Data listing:
========

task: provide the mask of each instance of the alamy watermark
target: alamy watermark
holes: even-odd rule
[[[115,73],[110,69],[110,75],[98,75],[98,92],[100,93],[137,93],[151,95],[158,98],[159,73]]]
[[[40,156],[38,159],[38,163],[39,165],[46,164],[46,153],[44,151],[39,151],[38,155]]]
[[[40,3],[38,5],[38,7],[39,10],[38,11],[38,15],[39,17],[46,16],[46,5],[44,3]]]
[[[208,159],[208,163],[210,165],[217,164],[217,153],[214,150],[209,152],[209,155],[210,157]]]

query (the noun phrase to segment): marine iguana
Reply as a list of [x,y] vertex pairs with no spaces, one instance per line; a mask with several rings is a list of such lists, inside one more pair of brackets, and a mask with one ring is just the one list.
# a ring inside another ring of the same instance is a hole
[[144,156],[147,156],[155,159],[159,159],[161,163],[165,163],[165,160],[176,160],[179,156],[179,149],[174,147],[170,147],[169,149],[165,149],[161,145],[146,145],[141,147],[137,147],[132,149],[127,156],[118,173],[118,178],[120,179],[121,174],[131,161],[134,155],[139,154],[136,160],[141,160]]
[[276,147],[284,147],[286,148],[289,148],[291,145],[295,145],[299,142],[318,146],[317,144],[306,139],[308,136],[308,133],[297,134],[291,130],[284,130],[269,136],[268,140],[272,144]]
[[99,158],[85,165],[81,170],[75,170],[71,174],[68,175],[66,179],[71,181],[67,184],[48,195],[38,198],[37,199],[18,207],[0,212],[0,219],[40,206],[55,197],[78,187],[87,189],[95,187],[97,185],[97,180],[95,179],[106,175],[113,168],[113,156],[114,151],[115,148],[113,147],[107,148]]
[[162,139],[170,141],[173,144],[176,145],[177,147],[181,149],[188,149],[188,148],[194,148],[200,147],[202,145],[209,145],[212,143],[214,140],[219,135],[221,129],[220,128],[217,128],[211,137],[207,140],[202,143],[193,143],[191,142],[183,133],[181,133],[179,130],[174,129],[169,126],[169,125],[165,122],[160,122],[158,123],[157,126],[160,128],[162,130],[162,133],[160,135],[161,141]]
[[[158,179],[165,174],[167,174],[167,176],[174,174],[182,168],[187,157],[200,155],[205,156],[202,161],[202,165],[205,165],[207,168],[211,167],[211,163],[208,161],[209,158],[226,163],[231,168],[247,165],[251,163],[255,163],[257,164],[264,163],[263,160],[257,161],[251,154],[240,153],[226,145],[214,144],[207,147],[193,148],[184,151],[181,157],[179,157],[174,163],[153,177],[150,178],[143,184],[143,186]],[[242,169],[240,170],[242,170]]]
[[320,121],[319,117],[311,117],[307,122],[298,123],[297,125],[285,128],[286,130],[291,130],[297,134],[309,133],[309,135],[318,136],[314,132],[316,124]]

========

▶ **Do this**:
Please update the material above by changing "vertex pairs" to "coordinate pairs" and keeping everything else the same.

▶ **Result for this exercise**:
task: provide the mask of each instance of the alamy watermark
target: alamy watermark
holes: even-odd rule
[[[115,73],[110,69],[110,75],[98,75],[98,92],[100,93],[137,93],[151,95],[158,98],[159,73]]]
[[[40,156],[38,159],[38,163],[39,165],[46,164],[46,153],[44,151],[39,151],[38,155]]]
[[[40,3],[38,5],[38,7],[39,10],[38,11],[38,15],[39,17],[46,16],[46,5],[44,3]]]
[[[208,159],[208,163],[210,165],[217,164],[217,153],[214,150],[209,152],[209,155],[210,157]]]

query (the noun phrase to segment): marine iguana
Reply as a list of [x,y] coordinate pairs with no spaces, one instance per line; a mask with several rings is a list of such lists, inside one more pair of brackets, and a mask with one ring is just the one list.
# a ring inside another ring of the same instance is a hole
[[144,156],[147,156],[155,159],[159,159],[161,163],[165,163],[165,160],[176,160],[179,156],[179,149],[174,147],[170,147],[169,149],[165,149],[161,145],[146,145],[141,147],[137,147],[132,149],[127,156],[118,173],[118,178],[120,179],[121,174],[131,161],[134,155],[139,154],[136,160],[141,160]]
[[276,147],[284,147],[286,148],[289,148],[291,145],[295,145],[299,142],[318,146],[317,144],[306,139],[308,136],[308,133],[297,134],[291,130],[284,130],[269,136],[268,140],[272,144]]
[[99,158],[85,165],[81,170],[75,170],[71,174],[68,175],[66,179],[71,181],[67,184],[48,195],[38,198],[37,199],[18,207],[0,212],[0,219],[40,206],[55,197],[78,187],[87,189],[95,187],[97,185],[97,180],[95,179],[106,175],[113,168],[113,156],[114,151],[115,148],[113,147],[107,148]]
[[162,139],[170,141],[173,144],[176,145],[177,147],[181,149],[188,149],[188,148],[194,148],[200,147],[202,145],[209,145],[212,143],[214,140],[219,135],[221,129],[220,128],[217,128],[211,137],[207,140],[202,143],[193,143],[191,142],[183,133],[181,133],[179,130],[174,129],[169,126],[169,125],[165,122],[160,122],[158,123],[157,126],[160,128],[162,130],[162,133],[160,135],[161,141]]
[[[158,179],[165,174],[167,174],[167,176],[174,174],[182,168],[187,157],[200,155],[205,156],[202,161],[202,165],[205,165],[207,168],[211,167],[211,163],[208,161],[209,158],[226,163],[231,168],[247,165],[251,163],[255,163],[257,164],[264,163],[263,160],[257,161],[251,154],[240,153],[226,145],[214,144],[207,147],[193,148],[184,151],[181,157],[179,157],[174,163],[153,177],[150,178],[143,184],[143,186]],[[242,169],[240,170],[242,170]]]
[[320,121],[319,117],[311,117],[307,122],[298,123],[297,125],[285,128],[286,130],[291,130],[297,134],[309,133],[309,135],[318,136],[314,132],[316,124]]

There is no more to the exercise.